═══ BRANO DA LEGGERE
Con questi antecedenti sembrava che di guerra del bitto non si dovesse più parlare. Invece oggi scoppia un caso che dimostra che, almeno dalla parte dei ras locali non si sono affatto deposte le armi ma, sotto la cenere, è stato coltivato un forte livore contro il "nemico" e tutti coloro che ardiscono prenderne le parti, esporre la squallida storia della guerra delle istituzioni coalizzate (politiche, amministrative, economiche, sindacali, camerali) contro un pugno di produttori di montagna.
══════
═══ DATI FORNITI
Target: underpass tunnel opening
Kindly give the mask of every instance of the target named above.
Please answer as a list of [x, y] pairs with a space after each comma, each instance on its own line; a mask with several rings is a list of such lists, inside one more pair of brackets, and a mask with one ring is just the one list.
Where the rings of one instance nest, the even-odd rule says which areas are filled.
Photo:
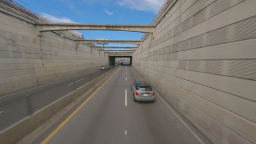
[[121, 64], [122, 65], [131, 65], [132, 56], [109, 56], [109, 65]]

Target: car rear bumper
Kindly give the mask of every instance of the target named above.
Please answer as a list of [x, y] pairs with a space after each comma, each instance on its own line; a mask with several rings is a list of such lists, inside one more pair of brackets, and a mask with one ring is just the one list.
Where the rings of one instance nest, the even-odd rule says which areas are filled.
[[135, 95], [135, 99], [141, 101], [155, 101], [155, 97], [138, 97]]

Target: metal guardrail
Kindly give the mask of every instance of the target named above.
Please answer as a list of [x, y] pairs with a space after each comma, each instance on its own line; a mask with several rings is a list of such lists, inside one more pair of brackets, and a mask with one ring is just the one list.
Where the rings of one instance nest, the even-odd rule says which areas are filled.
[[0, 131], [119, 66], [81, 74], [0, 97]]

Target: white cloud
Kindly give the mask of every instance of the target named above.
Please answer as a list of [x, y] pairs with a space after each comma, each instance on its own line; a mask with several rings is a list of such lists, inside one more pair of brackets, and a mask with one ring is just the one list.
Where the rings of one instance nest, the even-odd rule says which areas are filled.
[[69, 19], [68, 19], [67, 17], [55, 17], [54, 16], [47, 14], [45, 13], [40, 13], [40, 15], [44, 17], [44, 18], [48, 20], [50, 20], [53, 22], [56, 22], [56, 23], [77, 23], [76, 22], [74, 22], [72, 20], [71, 20]]
[[75, 13], [78, 16], [84, 16], [84, 13], [78, 8], [77, 5], [81, 5], [81, 2], [73, 0], [60, 0], [63, 4], [65, 4], [71, 10]]
[[132, 9], [156, 14], [165, 2], [165, 0], [121, 0], [118, 3]]
[[105, 10], [104, 11], [107, 14], [108, 14], [108, 15], [109, 15], [110, 16], [112, 16], [114, 14], [114, 12], [113, 12], [113, 11], [110, 12], [110, 11], [108, 11], [107, 10]]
══════
COMPITO RICHIESTO A: Secondo il brano sulla guerra del bitto, contro chi hanno combattuto le istituzioni coalizzate?
COMPITO RICHIESTO B: Per favore, trascrivi dal brano sulla guerra del bitto il passo che comincia con "Con questi antecedenti" e termina con "produttori di montagna.".
Le righe non hanno alcun legame con il brano.

SOLUZIONE DEL COMPITO A: Contro un pugno di produttori di montagna.

SOLUZIONE DEL COMPITO B:
Con questi antecedenti sembrava che di guerra del bitto non si dovesse più parlare. Invece oggi scoppia un caso che dimostra che, almeno dalla parte dei ras locali non si sono affatto deposte le armi ma, sotto la cenere, è stato coltivato un forte livore contro il "nemico" e tutti coloro che ardiscono prenderne le parti, esporre la squallida storia della guerra delle istituzioni coalizzate (politiche, amministrative, economiche, sindacali, camerali) contro un pugno di produttori di montagna.